▶ YOUR OBJECTIVE: Return every row below word for word, leaving out the pictures.

▶ DATA:
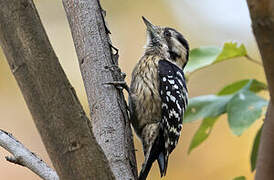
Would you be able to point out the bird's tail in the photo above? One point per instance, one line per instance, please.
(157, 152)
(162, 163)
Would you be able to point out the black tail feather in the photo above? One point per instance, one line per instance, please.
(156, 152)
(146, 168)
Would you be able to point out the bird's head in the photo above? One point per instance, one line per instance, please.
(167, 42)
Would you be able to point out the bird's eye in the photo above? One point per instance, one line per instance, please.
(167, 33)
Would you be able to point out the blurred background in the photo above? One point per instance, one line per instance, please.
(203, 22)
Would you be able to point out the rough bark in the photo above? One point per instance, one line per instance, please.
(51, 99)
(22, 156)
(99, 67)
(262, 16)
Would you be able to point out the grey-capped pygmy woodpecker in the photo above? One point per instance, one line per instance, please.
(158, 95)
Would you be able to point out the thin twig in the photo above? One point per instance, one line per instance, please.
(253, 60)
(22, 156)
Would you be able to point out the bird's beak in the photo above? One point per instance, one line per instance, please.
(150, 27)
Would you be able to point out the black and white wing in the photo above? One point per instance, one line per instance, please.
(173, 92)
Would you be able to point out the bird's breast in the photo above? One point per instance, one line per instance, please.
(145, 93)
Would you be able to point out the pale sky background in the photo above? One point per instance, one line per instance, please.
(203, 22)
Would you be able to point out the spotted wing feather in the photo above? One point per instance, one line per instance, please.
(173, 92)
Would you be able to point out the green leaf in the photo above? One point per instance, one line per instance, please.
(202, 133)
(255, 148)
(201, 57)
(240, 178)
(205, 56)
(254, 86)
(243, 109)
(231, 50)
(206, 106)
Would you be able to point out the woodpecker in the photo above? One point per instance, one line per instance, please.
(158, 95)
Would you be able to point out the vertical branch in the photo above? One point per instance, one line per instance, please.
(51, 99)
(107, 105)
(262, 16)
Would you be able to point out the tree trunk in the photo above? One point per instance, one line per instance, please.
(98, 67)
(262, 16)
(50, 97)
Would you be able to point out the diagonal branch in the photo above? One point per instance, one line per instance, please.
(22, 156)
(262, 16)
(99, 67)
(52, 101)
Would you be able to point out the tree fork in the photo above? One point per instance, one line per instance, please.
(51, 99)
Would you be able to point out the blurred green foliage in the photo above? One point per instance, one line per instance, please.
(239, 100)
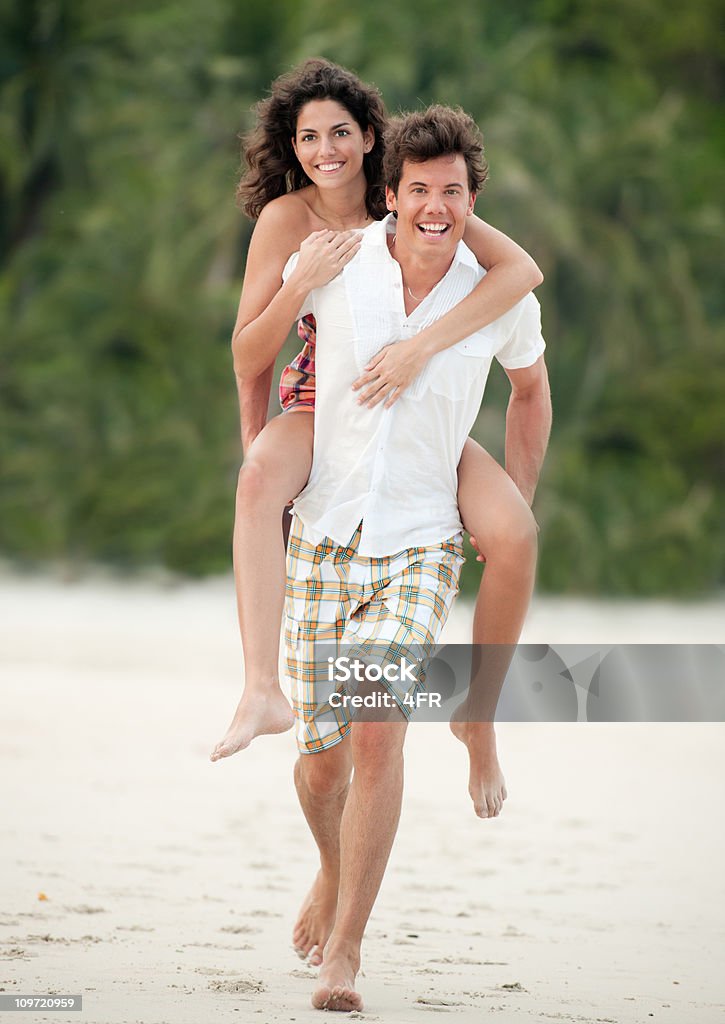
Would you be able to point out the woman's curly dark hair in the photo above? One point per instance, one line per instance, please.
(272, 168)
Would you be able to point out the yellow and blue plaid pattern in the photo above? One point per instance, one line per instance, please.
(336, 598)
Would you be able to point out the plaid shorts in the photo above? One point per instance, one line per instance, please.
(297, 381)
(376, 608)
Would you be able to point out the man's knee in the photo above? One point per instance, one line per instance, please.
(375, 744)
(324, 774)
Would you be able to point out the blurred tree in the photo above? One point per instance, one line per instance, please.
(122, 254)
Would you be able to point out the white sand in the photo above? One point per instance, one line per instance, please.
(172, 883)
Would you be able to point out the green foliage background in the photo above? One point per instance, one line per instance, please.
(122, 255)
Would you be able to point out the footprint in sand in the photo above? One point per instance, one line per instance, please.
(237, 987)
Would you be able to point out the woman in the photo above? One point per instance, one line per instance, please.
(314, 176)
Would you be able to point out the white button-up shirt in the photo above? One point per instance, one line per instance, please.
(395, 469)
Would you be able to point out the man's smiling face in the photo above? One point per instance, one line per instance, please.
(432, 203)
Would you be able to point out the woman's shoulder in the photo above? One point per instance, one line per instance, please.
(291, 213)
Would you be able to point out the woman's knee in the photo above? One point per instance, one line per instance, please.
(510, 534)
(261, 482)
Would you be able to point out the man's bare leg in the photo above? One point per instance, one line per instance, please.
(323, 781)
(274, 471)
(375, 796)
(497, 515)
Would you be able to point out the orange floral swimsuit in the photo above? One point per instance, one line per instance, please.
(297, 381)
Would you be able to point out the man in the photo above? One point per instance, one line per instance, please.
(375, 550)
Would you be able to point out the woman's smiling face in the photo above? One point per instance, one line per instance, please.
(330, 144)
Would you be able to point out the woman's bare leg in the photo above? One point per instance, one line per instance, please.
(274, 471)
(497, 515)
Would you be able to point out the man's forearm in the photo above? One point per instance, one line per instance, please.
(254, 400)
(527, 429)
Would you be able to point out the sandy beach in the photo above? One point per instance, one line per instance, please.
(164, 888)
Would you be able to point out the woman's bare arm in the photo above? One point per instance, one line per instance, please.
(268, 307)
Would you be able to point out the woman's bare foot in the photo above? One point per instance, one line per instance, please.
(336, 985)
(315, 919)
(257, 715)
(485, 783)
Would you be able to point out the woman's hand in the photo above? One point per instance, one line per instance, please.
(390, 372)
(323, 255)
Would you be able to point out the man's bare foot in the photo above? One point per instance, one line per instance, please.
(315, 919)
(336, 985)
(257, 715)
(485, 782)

▶ THE ANSWER:
Would you be able to point out the bird's tail in the photo above? One point per instance, one line per instance, please.
(157, 152)
(162, 163)
Would you be able to point out the black tail feather in the photo above? One point per instance, one line per instance, please.
(156, 152)
(146, 168)
Would you be able to point out the bird's head in the photo above? One point per instance, one line per instance, please.
(167, 42)
Would you be able to point out the bird's eye in the photo above? One point per instance, one line per instance, please.
(167, 33)
Would you be able to point out the blurred background in the photo above? One point per instance, one line per instance, please.
(203, 22)
Would you be able to point out the rough bark in the photo above? One point per instance, one line per instance, please.
(51, 99)
(22, 156)
(99, 67)
(262, 16)
Would you be able to point out the grey-capped pygmy woodpecker in the photo above? One point per instance, one line per instance, please.
(158, 95)
Would you be able to point out the thin twig in the photo above? One point per instance, one line per instance, please.
(253, 60)
(22, 156)
Would you be able to point out the bird's beak in the photo above? One point per instance, one line per instance, please.
(150, 27)
Would you be able to point out the black and white wing in the photo above? One point per instance, one line per instance, please.
(173, 92)
Would you be able to point out the bird's breast in the photo above? One point per instance, one line per instance, please.
(145, 93)
Would you be able to point out the pale sky background in the photo above? One point per instance, one line per instance, please.
(203, 22)
Would you be able to point out the spotted wing feather in the photo above? One point per instance, one line per instance, please.
(173, 92)
Would you be able to point out the green leaf in the photo above? One point per instance, one line per instance, please.
(202, 133)
(255, 148)
(201, 57)
(240, 178)
(205, 56)
(254, 86)
(243, 109)
(231, 50)
(206, 106)
Would you be able to point out the woodpecker in the photo above? One point per instance, one line per instance, please.
(158, 95)
Would you be able to point out the vertical branch in the photo above? One point per instance, one line per instance, please.
(51, 99)
(107, 105)
(262, 16)
Would you be able to point out the tree trunk in the photo above? One point per instance, one line per instance, please.
(98, 67)
(262, 16)
(50, 97)
Would you be able to point out the diagonal branch in the photo above? One point per instance, one line per instance, please.
(22, 156)
(262, 16)
(99, 67)
(52, 101)
Would you be able to point out the tree fork in the photo above? One point per instance, one line per instance, please.
(51, 99)
Would you be able to point out the blurred green foliage in the photo above? One point per instance, one line per instance, please.
(239, 100)
Would you be able to point out the woman's curly dark hair in the photo above? One point per instance, one line per instance, please.
(272, 168)
Would you be able to point out the yellow and blue plaid pattern in the photo above? One point per instance, one line per instance, please.
(336, 598)
Would you be able to point out the plaid shorts in the photo above? One point per instance, one line per instance, please.
(297, 381)
(376, 608)
Would you be able to point out the man's knee in the photo above? One point per instance, one line per instance, please.
(375, 744)
(324, 774)
Would you be able to point out the blurred tree in the photo above? One point per instance, one line per instance, please.
(122, 254)
Would you be able to point out the white sand in the photo above? One point per instance, one line per instance, please.
(172, 883)
Would you be able to point out the green foliage background in the photo above? One point per instance, one line per instance, please.
(122, 255)
Would you be able to point out the footprint in sand in the photo above? One point per instance, one line per instance, please.
(237, 987)
Would you be able to point out the woman in the photo above? One point per instance, one line per instance, please.
(314, 176)
Would you be able to point out the white button-up shirt in the photo above? One point per instance, one line per instance, please.
(395, 469)
Would you be able to point out the man's smiling face in the photo above? One point per instance, one line per instance, please.
(432, 203)
Would you be able to point out the woman's shoulder in the photo above? One point per instance, one line per instance, please.
(291, 213)
Would you be able to point out the woman's knee in the photo above? One point per instance, one line per instance, please.
(510, 534)
(261, 482)
Would you be able to point out the man's bare leg in the photo above? One point per instance, one line per instance, please.
(323, 781)
(274, 471)
(375, 796)
(497, 515)
Would you be able to point out the orange floral swimsuit in the photo above? One point per instance, one line per instance, please.
(297, 381)
Would you be able to point out the man in the photo above? One point per instance, one line per instance, please.
(375, 550)
Would you be able to point out the woman's smiling face in the photo above? One point per instance, one line per instance, please.
(330, 144)
Would you be able to point out the woman's bare leg in the photo above? One point per instance, one line per instance, please.
(274, 471)
(497, 515)
Would you be able to point out the man's forearm in the photo above? One point per instance, one line per instance, please.
(254, 400)
(527, 429)
Would you be able to point out the sandy beach in the photo above? One point per instance, one line per instance, please.
(164, 888)
Would you be able to point out the woman's bare arm in the photo above? One point per instance, one line per instance, please.
(268, 307)
Would you be able to point out the woman's bare foot in the photo above? One point per instance, one line per instance, please.
(336, 985)
(315, 919)
(257, 715)
(485, 783)
Would you be able to point out the woman's hand in the photo above? One point per instance, one line per instance, please.
(390, 372)
(323, 255)
Would you be able to point out the man's bare foot in the photo above? One point per instance, one line per instance, please.
(315, 919)
(336, 985)
(257, 715)
(485, 782)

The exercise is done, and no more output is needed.